──────── Exercise data
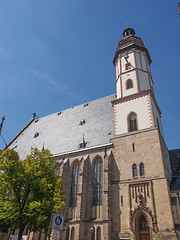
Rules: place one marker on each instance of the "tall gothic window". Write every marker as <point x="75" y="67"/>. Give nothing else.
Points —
<point x="92" y="233"/>
<point x="132" y="121"/>
<point x="67" y="234"/>
<point x="141" y="169"/>
<point x="129" y="84"/>
<point x="74" y="184"/>
<point x="97" y="182"/>
<point x="98" y="233"/>
<point x="134" y="170"/>
<point x="72" y="233"/>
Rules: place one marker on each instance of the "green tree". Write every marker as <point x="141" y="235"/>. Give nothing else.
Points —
<point x="30" y="191"/>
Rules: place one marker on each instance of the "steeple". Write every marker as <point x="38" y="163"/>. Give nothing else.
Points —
<point x="136" y="107"/>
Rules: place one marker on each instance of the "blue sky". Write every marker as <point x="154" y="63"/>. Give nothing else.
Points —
<point x="55" y="54"/>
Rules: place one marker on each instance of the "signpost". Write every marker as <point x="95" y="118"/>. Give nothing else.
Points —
<point x="57" y="223"/>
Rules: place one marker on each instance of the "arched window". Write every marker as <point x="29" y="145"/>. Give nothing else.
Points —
<point x="72" y="233"/>
<point x="92" y="233"/>
<point x="97" y="182"/>
<point x="74" y="184"/>
<point x="134" y="170"/>
<point x="132" y="120"/>
<point x="128" y="66"/>
<point x="98" y="233"/>
<point x="141" y="169"/>
<point x="129" y="84"/>
<point x="67" y="234"/>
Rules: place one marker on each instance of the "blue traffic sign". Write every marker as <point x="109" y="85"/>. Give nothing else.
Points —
<point x="58" y="220"/>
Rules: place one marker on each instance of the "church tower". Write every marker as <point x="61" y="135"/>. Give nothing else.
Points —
<point x="141" y="175"/>
<point x="136" y="107"/>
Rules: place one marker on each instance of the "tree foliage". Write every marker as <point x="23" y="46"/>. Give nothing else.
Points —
<point x="30" y="191"/>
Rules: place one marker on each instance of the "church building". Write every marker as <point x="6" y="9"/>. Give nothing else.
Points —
<point x="120" y="180"/>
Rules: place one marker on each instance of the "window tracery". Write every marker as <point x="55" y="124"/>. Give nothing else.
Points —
<point x="141" y="169"/>
<point x="129" y="84"/>
<point x="97" y="182"/>
<point x="74" y="183"/>
<point x="134" y="170"/>
<point x="132" y="122"/>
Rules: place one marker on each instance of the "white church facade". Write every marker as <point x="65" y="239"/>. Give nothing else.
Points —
<point x="120" y="180"/>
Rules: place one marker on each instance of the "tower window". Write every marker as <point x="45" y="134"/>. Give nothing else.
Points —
<point x="141" y="169"/>
<point x="128" y="66"/>
<point x="134" y="170"/>
<point x="129" y="84"/>
<point x="132" y="121"/>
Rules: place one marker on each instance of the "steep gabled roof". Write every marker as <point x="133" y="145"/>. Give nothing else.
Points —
<point x="63" y="131"/>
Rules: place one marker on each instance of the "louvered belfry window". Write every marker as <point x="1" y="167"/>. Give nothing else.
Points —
<point x="97" y="182"/>
<point x="132" y="122"/>
<point x="74" y="184"/>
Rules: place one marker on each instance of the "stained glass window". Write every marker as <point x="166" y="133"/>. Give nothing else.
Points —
<point x="74" y="184"/>
<point x="97" y="182"/>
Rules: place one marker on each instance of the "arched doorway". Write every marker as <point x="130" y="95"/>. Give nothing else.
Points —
<point x="143" y="228"/>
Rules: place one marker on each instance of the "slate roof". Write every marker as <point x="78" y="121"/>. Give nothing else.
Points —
<point x="61" y="132"/>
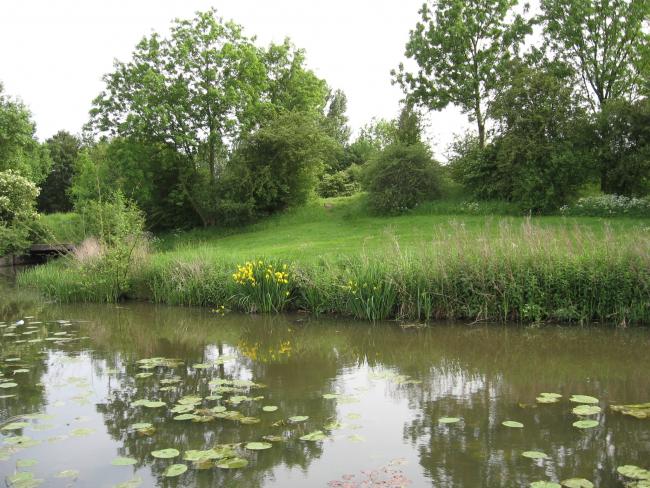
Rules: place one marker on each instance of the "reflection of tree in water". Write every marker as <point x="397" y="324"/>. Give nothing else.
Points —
<point x="294" y="383"/>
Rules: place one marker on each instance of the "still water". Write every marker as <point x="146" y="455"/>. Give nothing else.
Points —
<point x="78" y="370"/>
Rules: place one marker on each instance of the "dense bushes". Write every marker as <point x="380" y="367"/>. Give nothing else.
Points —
<point x="401" y="177"/>
<point x="18" y="216"/>
<point x="609" y="206"/>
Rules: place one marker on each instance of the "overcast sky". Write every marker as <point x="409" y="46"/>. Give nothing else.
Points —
<point x="54" y="52"/>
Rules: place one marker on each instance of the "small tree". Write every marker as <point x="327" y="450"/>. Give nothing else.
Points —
<point x="17" y="212"/>
<point x="402" y="176"/>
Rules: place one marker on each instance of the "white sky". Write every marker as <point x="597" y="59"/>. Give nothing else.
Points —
<point x="53" y="53"/>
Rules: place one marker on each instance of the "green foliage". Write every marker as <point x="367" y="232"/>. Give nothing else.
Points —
<point x="198" y="102"/>
<point x="603" y="41"/>
<point x="18" y="216"/>
<point x="609" y="206"/>
<point x="401" y="177"/>
<point x="277" y="166"/>
<point x="622" y="144"/>
<point x="19" y="149"/>
<point x="263" y="286"/>
<point x="63" y="148"/>
<point x="340" y="184"/>
<point x="462" y="50"/>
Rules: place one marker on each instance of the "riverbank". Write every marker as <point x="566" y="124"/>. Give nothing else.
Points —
<point x="417" y="267"/>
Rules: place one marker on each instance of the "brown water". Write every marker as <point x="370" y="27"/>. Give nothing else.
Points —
<point x="394" y="384"/>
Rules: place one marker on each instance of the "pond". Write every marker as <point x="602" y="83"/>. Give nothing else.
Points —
<point x="89" y="392"/>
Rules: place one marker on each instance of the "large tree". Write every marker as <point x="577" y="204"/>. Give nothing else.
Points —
<point x="605" y="42"/>
<point x="198" y="91"/>
<point x="54" y="197"/>
<point x="462" y="50"/>
<point x="19" y="149"/>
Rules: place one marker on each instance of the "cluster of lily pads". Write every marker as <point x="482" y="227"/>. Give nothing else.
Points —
<point x="587" y="406"/>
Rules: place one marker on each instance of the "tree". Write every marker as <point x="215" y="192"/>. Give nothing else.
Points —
<point x="603" y="40"/>
<point x="17" y="212"/>
<point x="462" y="50"/>
<point x="19" y="149"/>
<point x="623" y="147"/>
<point x="63" y="148"/>
<point x="541" y="155"/>
<point x="198" y="92"/>
<point x="278" y="165"/>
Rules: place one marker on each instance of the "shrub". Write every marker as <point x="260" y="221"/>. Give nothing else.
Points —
<point x="18" y="216"/>
<point x="340" y="184"/>
<point x="609" y="206"/>
<point x="402" y="176"/>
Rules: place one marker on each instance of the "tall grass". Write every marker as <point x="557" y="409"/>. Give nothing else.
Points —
<point x="526" y="273"/>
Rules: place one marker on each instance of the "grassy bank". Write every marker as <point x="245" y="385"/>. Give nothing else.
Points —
<point x="422" y="266"/>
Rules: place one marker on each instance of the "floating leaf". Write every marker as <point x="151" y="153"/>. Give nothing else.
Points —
<point x="534" y="455"/>
<point x="232" y="463"/>
<point x="123" y="461"/>
<point x="67" y="473"/>
<point x="583" y="399"/>
<point x="165" y="453"/>
<point x="577" y="483"/>
<point x="633" y="472"/>
<point x="26" y="463"/>
<point x="175" y="470"/>
<point x="249" y="420"/>
<point x="317" y="435"/>
<point x="448" y="420"/>
<point x="586" y="410"/>
<point x="298" y="418"/>
<point x="258" y="446"/>
<point x="585" y="424"/>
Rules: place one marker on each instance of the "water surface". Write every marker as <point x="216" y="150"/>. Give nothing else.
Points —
<point x="393" y="386"/>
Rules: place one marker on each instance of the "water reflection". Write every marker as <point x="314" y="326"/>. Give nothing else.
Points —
<point x="393" y="386"/>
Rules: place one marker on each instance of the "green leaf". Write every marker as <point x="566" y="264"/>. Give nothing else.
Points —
<point x="258" y="446"/>
<point x="585" y="424"/>
<point x="534" y="455"/>
<point x="583" y="399"/>
<point x="123" y="461"/>
<point x="232" y="463"/>
<point x="175" y="470"/>
<point x="577" y="483"/>
<point x="165" y="453"/>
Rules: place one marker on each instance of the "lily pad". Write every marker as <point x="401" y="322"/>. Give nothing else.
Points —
<point x="165" y="453"/>
<point x="577" y="483"/>
<point x="633" y="472"/>
<point x="586" y="410"/>
<point x="67" y="473"/>
<point x="258" y="446"/>
<point x="583" y="399"/>
<point x="298" y="418"/>
<point x="317" y="435"/>
<point x="585" y="424"/>
<point x="232" y="463"/>
<point x="175" y="470"/>
<point x="534" y="455"/>
<point x="448" y="420"/>
<point x="512" y="423"/>
<point x="123" y="461"/>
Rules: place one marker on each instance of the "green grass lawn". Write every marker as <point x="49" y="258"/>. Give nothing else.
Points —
<point x="342" y="227"/>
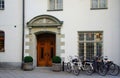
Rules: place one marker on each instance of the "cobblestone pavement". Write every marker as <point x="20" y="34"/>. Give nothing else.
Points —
<point x="46" y="73"/>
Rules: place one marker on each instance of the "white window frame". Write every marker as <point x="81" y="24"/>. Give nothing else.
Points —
<point x="95" y="41"/>
<point x="2" y="41"/>
<point x="55" y="6"/>
<point x="98" y="5"/>
<point x="2" y="4"/>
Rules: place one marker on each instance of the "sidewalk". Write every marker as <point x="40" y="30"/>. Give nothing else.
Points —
<point x="46" y="73"/>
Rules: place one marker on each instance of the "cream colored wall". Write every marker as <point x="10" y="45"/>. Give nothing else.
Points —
<point x="76" y="15"/>
<point x="11" y="24"/>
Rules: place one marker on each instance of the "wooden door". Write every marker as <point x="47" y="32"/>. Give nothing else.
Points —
<point x="45" y="49"/>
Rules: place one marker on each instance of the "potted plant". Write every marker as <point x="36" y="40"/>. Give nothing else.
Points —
<point x="56" y="63"/>
<point x="28" y="63"/>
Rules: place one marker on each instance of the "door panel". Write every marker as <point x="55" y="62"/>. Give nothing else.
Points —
<point x="45" y="49"/>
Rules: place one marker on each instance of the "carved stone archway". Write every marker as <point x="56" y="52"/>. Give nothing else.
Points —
<point x="43" y="24"/>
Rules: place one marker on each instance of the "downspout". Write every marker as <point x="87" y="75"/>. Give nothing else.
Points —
<point x="23" y="30"/>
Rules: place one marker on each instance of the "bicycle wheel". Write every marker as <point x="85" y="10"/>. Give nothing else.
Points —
<point x="76" y="70"/>
<point x="69" y="68"/>
<point x="89" y="70"/>
<point x="114" y="69"/>
<point x="102" y="70"/>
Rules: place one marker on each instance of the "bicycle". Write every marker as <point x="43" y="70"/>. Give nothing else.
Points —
<point x="99" y="66"/>
<point x="78" y="65"/>
<point x="112" y="68"/>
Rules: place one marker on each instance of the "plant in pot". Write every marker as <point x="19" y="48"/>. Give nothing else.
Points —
<point x="28" y="63"/>
<point x="56" y="63"/>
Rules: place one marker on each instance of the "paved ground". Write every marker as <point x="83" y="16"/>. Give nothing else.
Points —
<point x="46" y="73"/>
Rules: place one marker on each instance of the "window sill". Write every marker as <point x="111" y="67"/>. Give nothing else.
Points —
<point x="56" y="10"/>
<point x="98" y="8"/>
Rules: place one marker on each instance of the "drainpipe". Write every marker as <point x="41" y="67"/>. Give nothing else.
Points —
<point x="23" y="30"/>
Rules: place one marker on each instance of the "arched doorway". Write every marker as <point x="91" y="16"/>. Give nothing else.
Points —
<point x="44" y="39"/>
<point x="45" y="49"/>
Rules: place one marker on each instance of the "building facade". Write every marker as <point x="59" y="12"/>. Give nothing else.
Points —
<point x="45" y="28"/>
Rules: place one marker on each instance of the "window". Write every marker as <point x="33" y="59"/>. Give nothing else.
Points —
<point x="90" y="44"/>
<point x="55" y="4"/>
<point x="2" y="41"/>
<point x="98" y="4"/>
<point x="2" y="5"/>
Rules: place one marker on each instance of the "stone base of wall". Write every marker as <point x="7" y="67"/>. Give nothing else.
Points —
<point x="10" y="65"/>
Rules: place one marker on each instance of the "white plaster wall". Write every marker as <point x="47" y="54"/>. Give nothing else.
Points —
<point x="9" y="18"/>
<point x="77" y="16"/>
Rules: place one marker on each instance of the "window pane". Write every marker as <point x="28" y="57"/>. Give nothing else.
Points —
────────────────
What is being asked: Please show the lines of the material that contain the string "doorway".

Expected answer:
Rules: place one marker on each instance of the "arched doorway". Write every marker as <point x="130" y="95"/>. Give nothing else.
Rules: place one marker on each instance of the "arched doorway". Write every marker as <point x="91" y="16"/>. Give nothing else.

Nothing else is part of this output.